Print all entries below exactly, without images.

Annotated photo localization data:
__________

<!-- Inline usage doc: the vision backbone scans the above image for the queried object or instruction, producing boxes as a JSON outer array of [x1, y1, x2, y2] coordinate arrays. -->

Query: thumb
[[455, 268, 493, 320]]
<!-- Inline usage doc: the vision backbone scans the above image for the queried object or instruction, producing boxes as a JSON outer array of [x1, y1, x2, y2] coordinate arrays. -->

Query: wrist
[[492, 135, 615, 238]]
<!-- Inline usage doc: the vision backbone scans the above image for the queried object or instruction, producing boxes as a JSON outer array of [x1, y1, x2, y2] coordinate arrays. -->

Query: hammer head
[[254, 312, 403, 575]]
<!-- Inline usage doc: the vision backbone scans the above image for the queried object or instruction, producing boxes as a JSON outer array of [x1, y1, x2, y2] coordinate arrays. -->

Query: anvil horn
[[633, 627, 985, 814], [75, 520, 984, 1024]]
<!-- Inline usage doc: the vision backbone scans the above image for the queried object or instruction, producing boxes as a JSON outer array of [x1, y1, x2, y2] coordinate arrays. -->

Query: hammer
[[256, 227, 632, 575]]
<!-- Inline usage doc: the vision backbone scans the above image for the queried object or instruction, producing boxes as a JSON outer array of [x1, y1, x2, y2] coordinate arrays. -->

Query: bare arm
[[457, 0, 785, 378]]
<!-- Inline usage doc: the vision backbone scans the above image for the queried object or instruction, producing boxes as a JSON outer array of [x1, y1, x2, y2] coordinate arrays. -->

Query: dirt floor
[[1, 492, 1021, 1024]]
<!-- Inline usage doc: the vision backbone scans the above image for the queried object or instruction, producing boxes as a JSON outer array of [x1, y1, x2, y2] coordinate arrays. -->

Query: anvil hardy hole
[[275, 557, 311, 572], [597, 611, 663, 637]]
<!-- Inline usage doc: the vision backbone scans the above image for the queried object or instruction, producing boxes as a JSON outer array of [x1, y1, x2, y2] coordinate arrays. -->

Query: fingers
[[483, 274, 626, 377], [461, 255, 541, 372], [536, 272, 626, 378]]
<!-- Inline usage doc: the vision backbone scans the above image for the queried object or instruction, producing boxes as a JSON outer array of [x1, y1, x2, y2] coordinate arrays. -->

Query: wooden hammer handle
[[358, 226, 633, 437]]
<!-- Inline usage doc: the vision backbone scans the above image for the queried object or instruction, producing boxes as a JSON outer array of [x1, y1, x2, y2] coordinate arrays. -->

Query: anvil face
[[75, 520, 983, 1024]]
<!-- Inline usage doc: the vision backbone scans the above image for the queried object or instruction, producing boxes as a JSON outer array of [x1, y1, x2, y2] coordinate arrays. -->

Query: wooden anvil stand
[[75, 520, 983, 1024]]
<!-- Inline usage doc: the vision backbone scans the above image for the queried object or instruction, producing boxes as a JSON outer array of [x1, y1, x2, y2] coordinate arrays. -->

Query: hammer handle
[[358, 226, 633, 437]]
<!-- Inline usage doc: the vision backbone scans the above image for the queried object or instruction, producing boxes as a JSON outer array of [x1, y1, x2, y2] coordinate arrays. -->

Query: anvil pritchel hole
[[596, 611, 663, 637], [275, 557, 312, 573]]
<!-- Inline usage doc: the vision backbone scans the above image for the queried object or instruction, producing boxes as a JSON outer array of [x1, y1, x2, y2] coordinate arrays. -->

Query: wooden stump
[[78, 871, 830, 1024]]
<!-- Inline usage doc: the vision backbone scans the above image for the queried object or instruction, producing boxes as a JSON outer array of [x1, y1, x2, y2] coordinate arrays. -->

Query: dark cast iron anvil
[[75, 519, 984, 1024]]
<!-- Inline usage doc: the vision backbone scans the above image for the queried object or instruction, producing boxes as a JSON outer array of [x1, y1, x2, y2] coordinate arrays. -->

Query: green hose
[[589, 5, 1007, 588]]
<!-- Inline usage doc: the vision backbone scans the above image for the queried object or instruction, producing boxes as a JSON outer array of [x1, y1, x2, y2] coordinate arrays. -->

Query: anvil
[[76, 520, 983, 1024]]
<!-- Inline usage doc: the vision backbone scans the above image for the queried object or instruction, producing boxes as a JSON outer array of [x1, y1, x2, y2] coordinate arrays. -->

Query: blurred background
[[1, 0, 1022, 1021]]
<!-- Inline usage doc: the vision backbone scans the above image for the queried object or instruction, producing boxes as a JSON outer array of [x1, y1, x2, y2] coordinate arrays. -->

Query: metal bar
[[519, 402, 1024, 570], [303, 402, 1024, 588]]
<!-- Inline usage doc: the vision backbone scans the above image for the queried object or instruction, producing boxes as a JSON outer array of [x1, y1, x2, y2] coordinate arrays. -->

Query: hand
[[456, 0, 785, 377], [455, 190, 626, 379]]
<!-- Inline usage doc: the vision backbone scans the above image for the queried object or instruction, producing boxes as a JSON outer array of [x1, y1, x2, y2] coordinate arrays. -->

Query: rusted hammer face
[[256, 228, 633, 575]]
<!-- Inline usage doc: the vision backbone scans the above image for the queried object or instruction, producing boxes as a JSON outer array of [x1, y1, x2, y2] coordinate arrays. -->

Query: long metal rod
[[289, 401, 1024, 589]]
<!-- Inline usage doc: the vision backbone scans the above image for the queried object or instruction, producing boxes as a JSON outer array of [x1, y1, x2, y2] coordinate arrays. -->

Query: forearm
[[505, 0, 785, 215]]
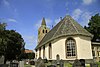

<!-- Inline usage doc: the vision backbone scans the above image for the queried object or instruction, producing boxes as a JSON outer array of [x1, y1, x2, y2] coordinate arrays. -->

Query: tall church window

__________

# SOLUTION
<!-- Inline usage doc: the vision backbone scans the above image for the queried object or instruction, producing boxes as a JSON outer array of [x1, y1, x2, y2] coordinate arrays. -->

Query: thumb
[[455, 268, 493, 320]]
<!-- Inline usage doc: the vision backbone scans the above image for the queried object or instruction, producing boxes as a JSON outer array of [x1, y1, x2, y2] coordinate arrays. -->

Query: wrist
[[492, 135, 615, 238]]
<!-- Inline usage doc: the vision backbone scans the above image for the queried object or instruction, producing boxes as a JSON outer array of [x1, y1, x2, y2] coordinate arrays. -->

Query: hammer head
[[254, 312, 403, 575]]
<!-- Inline usage doc: the vision backbone scans the above image for the queried object or instruction, producing boxes as a JSON outer array of [x1, y1, x2, y2] coordinate arrays. -->

Query: anvil horn
[[633, 627, 985, 814], [75, 520, 984, 1024]]
<!-- Inline usage doc: the vision backbone scans the above image for the queried object or instruction, producing boxes as a JSON outer array of [x1, y1, x2, y2] coordinate arrays. -->

Query: hammer
[[256, 227, 632, 575]]
<!-- Inline usage doc: the vision backbone scans the above image for the queried object or instruction, producing boxes as a JSON outer array of [x1, y1, x2, y2] coordinate arrays. -->

Query: bare arm
[[457, 0, 785, 378]]
<!-- Inline usage doc: the vision backbone scans the above image for the queried object or instruction, producing boxes as a JSON outer array of [x1, y1, x2, y2] coordinate arrays. -->

Query: dirt floor
[[1, 492, 1021, 1024]]
<!-- Inline usage doc: the vision backbone scans the above image for the queried object or instruction, producing boxes as a JSON outer array of [x1, y1, x2, y2] coordinate arrays. -->

Query: anvil hardy hole
[[275, 557, 311, 572], [597, 611, 663, 637]]
<!-- Inline usage doc: the vision backbone scans the above image for the queried object or instruction, producing boxes as a JSON outer array of [x1, y1, x2, y2] coordinate arrays. -->

Query: fingers
[[483, 274, 626, 377], [461, 255, 541, 372], [536, 272, 626, 378]]
<!-- Inline usage doc: the vision backbone scans the above image for the queried object or instruction, producing boxes as a JSON outer array of [x1, y1, x2, y2] coordinate arrays. -->

Query: wooden hammer handle
[[358, 226, 633, 437]]
<!-- Inline usage doc: the vision backbone scans the above image for the queried object or instruction, producing boxes as a JSON outer array of [x1, y1, x2, y2] coordinate arrays. -->

Query: anvil face
[[75, 520, 983, 1024]]
<!-- Inline usage doc: the vision backbone scans the above image for the queried object or instruction, producing boxes as a JSON outer array of [x1, y1, x2, y2] coordinate arrays. -->

Query: wooden anvil stand
[[75, 520, 983, 1024]]
<!-- Inline usage doc: the vision backbone scans the above image for the queried object or instruction, producing boxes as a JSON outer array of [x1, y1, x2, y2] coordinate arrays. -->

Query: hammer handle
[[358, 226, 633, 437]]
<!-- Inline usage doc: the vision backbone scans the above image for the queried object or instruction, producing boxes as a JSON outer array of [x1, y1, x2, y2] coordinate arrays. -->

Query: anvil pritchel hole
[[596, 611, 663, 637], [275, 557, 312, 573]]
<!-- Inline usage doc: the vision backbone scans the above image for the queried object or instruction, producing boxes as a JSON outer array of [x1, y1, x2, y2] coordinate arrays. -->

Query: wooden stump
[[78, 871, 830, 1024]]
<!-- Inline usage doc: the vision backbone scans the above image for the queried object or instruction, producing boxes as a JSON outer array of [x1, y1, x2, y2] coordinate arrays. -->

Query: dark cast iron anvil
[[75, 519, 984, 1024]]
<!-- Inline usage doc: the vision backbone scans the above image for the queried object or instruction, producing boxes as a JSON outer array of [x1, y1, x2, y2] coordinate arrays. -->

Query: green hose
[[589, 5, 1007, 588]]
<!-- Inline usage doc: the vision backbone scans the above image for the queried object or instruction, producing boxes as a JSON outer array of [x1, y1, x2, y2] coordinate arrays. -->

Query: anvil
[[76, 520, 983, 1024]]
<!-- Inline usage doc: the vision backbone scans the above image for the queried object or instruction, producing boxes as a JSON outer array of [x1, y1, x2, y2] coordinate arrays. -->

Query: blurred background
[[1, 0, 1022, 1021]]
<!-- Inline usage doc: the vision backbone scans the above image for the queried object or instruction, producing boxes as a JSON outer array of [x1, y1, x2, y2] coordinate arrays. -->

Query: metal bar
[[519, 402, 1024, 570], [303, 402, 1024, 588]]
<!-- Inline usage doc: the vision backbone scans the above image for the queried object or instruction, producing boxes as a JSON outer array of [x1, y1, x2, y2] coordinate arrays. -->

Query: hand
[[456, 0, 785, 377], [455, 190, 626, 379]]
<!-- Inline usage doc: the vision backbone scans the above image for the queried object or instruction, producing boxes as a JSON outer array of [x1, y1, x2, y2] coordinate arrays. -->

Query: rusted hammer face
[[256, 228, 633, 575]]
<!-- Inline usage doc: the vision backbone scans the above image for the queried object or instruction, producing boxes as a JSON outer array of [x1, y1, x2, y2] coordinate arrays. -->

Query: long metal rod
[[289, 401, 1024, 589]]
<!-- Inline usage doc: the vision backbone scans the above image for the queried object or instruction, producing boxes as a JSON outer array of [x1, y1, x2, y2] coordinate arrays. -->

Query: forearm
[[505, 0, 785, 215]]

<!-- Inline usage doc: the vision backbone scans the above image for the queried object or instruction, producing boxes as a JSON outer array of [x1, y1, x2, y2] coordinate arrays. -->

Query: tall church window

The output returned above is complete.